SOAL LATIHAN A →
Tuliskan kembali seluruh kutipan teks tentang kesalehan dalam beragama di bawah ini tanpa perubahan apa pun.

Dari peristiwa seperti ini, yang banyak berseliweran di sekitar kita, saya ingat komentar Khalid Abou el-Fadl, cendekiawan Amerika bermadzhab Maliki, yang saya kutip dalam salah satu buku terbaiknya, “Musyawarah Buku”. Katanya, “….dari masjid ke masjid, aku menjumpai beberapa orang yang menganggap semakin keras dirinya dalam beragama, semakin saleh pula dirinya.”
*
Dalam beragama, level saya masih tahap awam. Karena itu saya suka membaca interaksi Kanjeng Rasulullah dengan para sahabatnya yang awam. Dari kelompok Badui, wong cilik, orang biasa, dan bukan dari kalangan Kibaris Shahabat.

(Entri anotasi koordinat)
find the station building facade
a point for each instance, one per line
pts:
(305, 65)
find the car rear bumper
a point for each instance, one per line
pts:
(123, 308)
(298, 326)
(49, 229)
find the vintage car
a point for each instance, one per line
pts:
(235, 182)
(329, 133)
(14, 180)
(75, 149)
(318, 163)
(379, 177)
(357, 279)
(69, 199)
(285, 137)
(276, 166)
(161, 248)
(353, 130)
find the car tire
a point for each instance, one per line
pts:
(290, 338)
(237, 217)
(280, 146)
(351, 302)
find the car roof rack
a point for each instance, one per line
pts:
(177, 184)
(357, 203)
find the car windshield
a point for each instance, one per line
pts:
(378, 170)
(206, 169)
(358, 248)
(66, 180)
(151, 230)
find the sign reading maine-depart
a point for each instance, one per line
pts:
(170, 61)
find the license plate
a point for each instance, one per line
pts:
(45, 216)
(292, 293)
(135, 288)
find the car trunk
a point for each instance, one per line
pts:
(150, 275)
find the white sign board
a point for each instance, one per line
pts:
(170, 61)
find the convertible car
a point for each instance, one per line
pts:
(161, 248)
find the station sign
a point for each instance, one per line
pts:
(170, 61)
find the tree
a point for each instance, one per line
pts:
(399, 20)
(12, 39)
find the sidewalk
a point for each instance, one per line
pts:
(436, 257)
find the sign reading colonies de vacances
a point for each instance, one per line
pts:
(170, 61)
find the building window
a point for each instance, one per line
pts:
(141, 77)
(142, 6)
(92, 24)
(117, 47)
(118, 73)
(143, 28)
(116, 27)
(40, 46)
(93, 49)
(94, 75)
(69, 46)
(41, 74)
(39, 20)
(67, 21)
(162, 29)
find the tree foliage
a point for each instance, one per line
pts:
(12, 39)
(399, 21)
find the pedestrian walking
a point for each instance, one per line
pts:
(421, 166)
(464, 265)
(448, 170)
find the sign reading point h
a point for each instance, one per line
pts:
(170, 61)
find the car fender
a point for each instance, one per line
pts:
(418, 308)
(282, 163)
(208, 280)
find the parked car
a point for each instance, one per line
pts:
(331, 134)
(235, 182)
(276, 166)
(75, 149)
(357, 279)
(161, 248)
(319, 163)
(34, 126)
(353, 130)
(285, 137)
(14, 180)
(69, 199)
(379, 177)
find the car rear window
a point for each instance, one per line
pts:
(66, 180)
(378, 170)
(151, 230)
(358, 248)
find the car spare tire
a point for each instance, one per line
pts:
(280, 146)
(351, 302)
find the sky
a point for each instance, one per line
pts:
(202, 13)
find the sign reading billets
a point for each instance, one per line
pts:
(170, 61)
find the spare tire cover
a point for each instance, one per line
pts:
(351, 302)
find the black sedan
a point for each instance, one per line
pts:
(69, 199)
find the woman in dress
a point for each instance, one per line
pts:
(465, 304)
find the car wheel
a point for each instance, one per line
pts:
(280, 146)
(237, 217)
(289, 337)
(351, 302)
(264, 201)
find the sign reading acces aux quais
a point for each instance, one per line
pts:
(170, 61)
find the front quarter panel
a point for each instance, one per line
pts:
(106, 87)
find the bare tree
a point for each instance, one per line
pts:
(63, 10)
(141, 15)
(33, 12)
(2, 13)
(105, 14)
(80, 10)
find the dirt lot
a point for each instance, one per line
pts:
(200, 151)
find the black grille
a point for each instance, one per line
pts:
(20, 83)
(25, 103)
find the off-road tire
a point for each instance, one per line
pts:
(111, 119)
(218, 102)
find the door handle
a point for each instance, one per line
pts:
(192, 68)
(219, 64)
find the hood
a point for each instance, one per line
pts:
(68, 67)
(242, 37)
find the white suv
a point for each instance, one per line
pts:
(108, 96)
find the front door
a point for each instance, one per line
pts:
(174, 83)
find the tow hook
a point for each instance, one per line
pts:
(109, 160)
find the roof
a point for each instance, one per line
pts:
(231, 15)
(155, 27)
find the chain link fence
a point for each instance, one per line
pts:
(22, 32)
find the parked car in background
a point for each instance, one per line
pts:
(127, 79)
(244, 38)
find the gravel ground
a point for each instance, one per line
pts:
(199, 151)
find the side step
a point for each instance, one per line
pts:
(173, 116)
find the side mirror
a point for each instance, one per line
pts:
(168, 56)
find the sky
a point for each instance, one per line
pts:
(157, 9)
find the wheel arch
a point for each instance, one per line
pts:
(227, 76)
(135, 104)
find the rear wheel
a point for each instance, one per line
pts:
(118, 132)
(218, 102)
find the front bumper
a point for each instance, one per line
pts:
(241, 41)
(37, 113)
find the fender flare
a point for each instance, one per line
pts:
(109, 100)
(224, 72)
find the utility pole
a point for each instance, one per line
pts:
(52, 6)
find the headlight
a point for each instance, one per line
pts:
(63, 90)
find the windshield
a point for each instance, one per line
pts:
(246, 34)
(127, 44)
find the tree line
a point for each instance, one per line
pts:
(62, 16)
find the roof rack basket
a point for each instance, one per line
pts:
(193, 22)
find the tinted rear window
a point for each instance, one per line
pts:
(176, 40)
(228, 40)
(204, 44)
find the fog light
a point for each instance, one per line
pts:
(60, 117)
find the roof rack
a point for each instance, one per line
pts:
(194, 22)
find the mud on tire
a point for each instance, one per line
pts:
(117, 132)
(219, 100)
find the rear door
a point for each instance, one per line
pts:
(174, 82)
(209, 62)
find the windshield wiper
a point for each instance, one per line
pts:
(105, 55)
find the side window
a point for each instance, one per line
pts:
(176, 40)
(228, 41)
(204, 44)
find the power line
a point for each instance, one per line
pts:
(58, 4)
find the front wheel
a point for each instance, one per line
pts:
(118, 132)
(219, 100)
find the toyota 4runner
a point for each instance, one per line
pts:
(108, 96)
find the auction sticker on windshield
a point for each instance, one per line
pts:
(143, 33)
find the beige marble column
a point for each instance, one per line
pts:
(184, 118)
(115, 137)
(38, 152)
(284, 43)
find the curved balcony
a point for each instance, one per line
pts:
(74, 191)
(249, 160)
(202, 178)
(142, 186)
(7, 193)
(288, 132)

SOAL LATIHAN B →
Ambil baris-baris data latihan di atas, mulai dari baris yang memuat "find the auction sticker on windshield" hingga baris terakhir data, termasuk kedua ujungnya, tanpa mengubah apa pun.

JAWABAN SOAL A →
Dari peristiwa seperti ini, yang banyak berseliweran di sekitar kita, saya ingat komentar Khalid Abou el-Fadl, cendekiawan Amerika bermadzhab Maliki, yang saya kutip dalam salah satu buku terbaiknya, “Musyawarah Buku”. Katanya, “….dari masjid ke masjid, aku menjumpai beberapa orang yang menganggap semakin keras dirinya dalam beragama, semakin saleh pula dirinya.”
*
Dalam beragama, level saya masih tahap awam. Karena itu saya suka membaca interaksi Kanjeng Rasulullah dengan para sahabatnya yang awam. Dari kelompok Badui, wong cilik, orang biasa, dan bukan dari kalangan Kibaris Shahabat.

JAWABAN SOAL B →
find the auction sticker on windshield
a point for each instance, one per line
pts:
(143, 33)
find the beige marble column
a point for each instance, one per line
pts:
(184, 118)
(115, 137)
(38, 152)
(284, 43)
find the curved balcony
a point for each instance, one per line
pts:
(74, 191)
(249, 160)
(202, 178)
(142, 186)
(7, 193)
(288, 132)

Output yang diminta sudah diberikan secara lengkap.